What you need to do » Repeat the part of the listing that opens with the line containing "Return the outline of every instance of the yellow" and runs through the end of the listing, word for word. Include that first line and give nothing else.

Listing »
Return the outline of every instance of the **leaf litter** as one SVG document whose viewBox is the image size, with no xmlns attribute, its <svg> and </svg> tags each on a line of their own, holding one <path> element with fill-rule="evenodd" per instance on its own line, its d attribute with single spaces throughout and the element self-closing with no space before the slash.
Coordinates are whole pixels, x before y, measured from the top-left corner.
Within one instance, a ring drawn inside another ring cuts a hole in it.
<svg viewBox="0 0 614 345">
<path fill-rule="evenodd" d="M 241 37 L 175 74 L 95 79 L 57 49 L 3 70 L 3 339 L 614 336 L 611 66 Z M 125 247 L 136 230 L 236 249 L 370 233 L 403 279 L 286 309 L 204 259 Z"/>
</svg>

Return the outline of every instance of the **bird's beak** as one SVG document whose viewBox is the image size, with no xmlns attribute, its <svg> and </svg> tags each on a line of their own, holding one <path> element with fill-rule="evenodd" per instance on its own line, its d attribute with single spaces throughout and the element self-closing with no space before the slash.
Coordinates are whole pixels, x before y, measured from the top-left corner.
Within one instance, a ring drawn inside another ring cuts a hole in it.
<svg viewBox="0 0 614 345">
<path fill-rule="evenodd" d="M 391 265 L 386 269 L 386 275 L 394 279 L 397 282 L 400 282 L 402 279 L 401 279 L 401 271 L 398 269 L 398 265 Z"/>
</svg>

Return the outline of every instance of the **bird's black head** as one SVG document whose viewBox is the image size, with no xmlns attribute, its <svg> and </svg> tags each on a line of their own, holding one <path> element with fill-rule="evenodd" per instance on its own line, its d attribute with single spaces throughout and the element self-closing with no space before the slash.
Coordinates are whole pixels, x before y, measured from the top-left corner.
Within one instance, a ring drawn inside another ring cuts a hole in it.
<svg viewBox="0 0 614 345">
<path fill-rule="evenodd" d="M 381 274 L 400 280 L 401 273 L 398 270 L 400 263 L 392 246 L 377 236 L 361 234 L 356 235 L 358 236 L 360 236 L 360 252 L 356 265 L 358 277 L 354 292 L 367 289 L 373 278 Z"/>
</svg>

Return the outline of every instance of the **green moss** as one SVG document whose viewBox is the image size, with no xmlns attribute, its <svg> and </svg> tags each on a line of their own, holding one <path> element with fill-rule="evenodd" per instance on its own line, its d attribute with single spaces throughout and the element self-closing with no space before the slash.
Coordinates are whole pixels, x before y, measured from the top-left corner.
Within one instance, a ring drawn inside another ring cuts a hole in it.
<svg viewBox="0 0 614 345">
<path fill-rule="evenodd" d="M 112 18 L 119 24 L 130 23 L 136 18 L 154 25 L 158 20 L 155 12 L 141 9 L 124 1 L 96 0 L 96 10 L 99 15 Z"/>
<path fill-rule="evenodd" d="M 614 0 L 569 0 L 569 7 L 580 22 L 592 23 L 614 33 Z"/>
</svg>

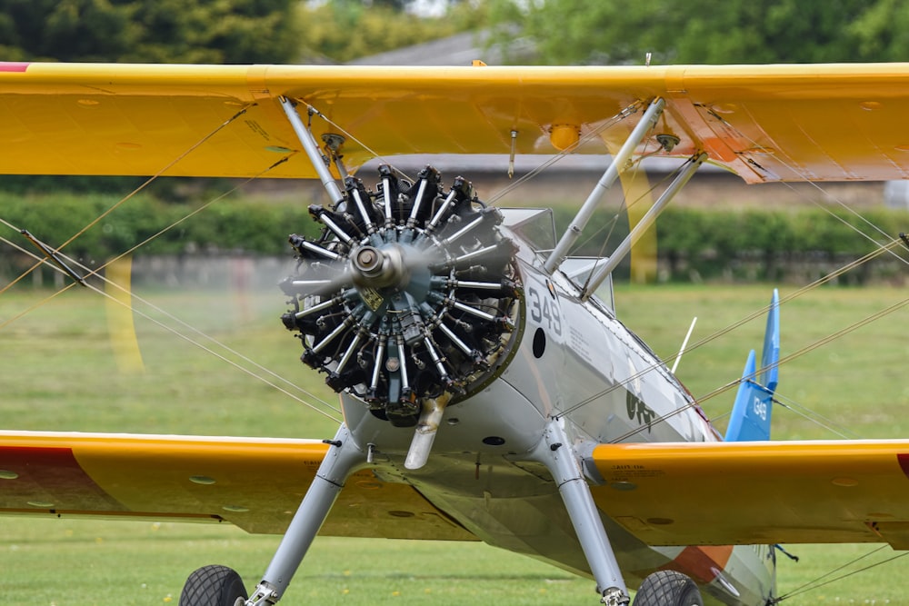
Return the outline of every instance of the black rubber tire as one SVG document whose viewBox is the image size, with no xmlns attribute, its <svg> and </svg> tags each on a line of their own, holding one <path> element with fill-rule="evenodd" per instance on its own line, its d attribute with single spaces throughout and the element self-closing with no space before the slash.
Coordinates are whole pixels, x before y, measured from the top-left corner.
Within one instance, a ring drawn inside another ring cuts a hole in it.
<svg viewBox="0 0 909 606">
<path fill-rule="evenodd" d="M 690 578 L 675 571 L 657 571 L 641 583 L 634 606 L 704 606 L 704 600 Z"/>
<path fill-rule="evenodd" d="M 235 606 L 237 598 L 248 597 L 236 571 L 213 564 L 189 575 L 180 593 L 180 606 Z"/>
</svg>

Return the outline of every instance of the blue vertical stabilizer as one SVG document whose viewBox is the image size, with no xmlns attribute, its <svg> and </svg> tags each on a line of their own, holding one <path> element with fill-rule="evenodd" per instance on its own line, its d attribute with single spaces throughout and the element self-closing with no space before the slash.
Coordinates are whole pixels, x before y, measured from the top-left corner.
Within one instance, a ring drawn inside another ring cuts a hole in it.
<svg viewBox="0 0 909 606">
<path fill-rule="evenodd" d="M 752 350 L 735 395 L 726 430 L 726 442 L 770 440 L 770 413 L 778 382 L 779 361 L 780 295 L 774 290 L 767 313 L 767 329 L 764 334 L 761 373 L 756 374 L 758 369 L 755 368 L 754 350 Z"/>
</svg>

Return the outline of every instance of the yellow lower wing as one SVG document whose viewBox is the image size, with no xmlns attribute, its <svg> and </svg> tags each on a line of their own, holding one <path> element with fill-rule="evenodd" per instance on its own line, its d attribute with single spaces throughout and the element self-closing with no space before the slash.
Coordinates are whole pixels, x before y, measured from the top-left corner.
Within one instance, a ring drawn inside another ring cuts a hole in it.
<svg viewBox="0 0 909 606">
<path fill-rule="evenodd" d="M 281 533 L 319 441 L 0 432 L 0 513 L 228 522 Z M 475 541 L 412 487 L 348 479 L 322 533 Z"/>
<path fill-rule="evenodd" d="M 909 549 L 909 442 L 608 444 L 597 506 L 652 545 Z"/>
</svg>

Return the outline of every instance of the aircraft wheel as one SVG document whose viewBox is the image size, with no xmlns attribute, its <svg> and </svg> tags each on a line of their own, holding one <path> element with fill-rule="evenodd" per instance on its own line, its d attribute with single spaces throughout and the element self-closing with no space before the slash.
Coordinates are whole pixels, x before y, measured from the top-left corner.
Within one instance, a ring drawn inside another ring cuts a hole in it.
<svg viewBox="0 0 909 606">
<path fill-rule="evenodd" d="M 657 571 L 641 583 L 634 606 L 704 606 L 704 601 L 690 578 L 675 571 Z"/>
<path fill-rule="evenodd" d="M 236 571 L 226 566 L 203 566 L 186 579 L 180 606 L 242 606 L 247 597 Z"/>
</svg>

Worked answer »
Return the outline of every instance of the yellow lower wing as one SVG document whose viewBox is the image size, with no xmlns attribute, its <svg> and </svg> tags each on a line of their own, holding one <path> element with fill-rule="evenodd" per instance on its own line, its d attribute with single spaces throughout and the element self-closing with no space before the slash.
Coordinates are whole pixels, x before y, measured from the top-left corner.
Within one instance, a ring drawn inside another ring cuts a hole in it.
<svg viewBox="0 0 909 606">
<path fill-rule="evenodd" d="M 281 533 L 319 441 L 0 432 L 0 513 L 228 522 Z M 475 541 L 412 487 L 348 479 L 322 533 Z"/>
<path fill-rule="evenodd" d="M 909 549 L 909 442 L 608 444 L 597 506 L 652 545 Z"/>
</svg>

Return the outline of every instance of the aircraft wheel as one SVG document whose viewBox is the image size, with no xmlns attribute, its <svg> and </svg> tags each on a line of their own, holding one <path> element with fill-rule="evenodd" per instance on its own line, its d attribute with single spaces throughout and the element self-closing with no space before the slash.
Coordinates are whole pixels, x before y, measured from the top-left corner.
Within one instance, a ring drawn inside another ring cuts a hole in it.
<svg viewBox="0 0 909 606">
<path fill-rule="evenodd" d="M 657 571 L 641 583 L 634 606 L 704 606 L 704 601 L 690 578 L 675 571 Z"/>
<path fill-rule="evenodd" d="M 236 571 L 226 566 L 203 566 L 186 579 L 180 606 L 242 606 L 247 597 Z"/>
</svg>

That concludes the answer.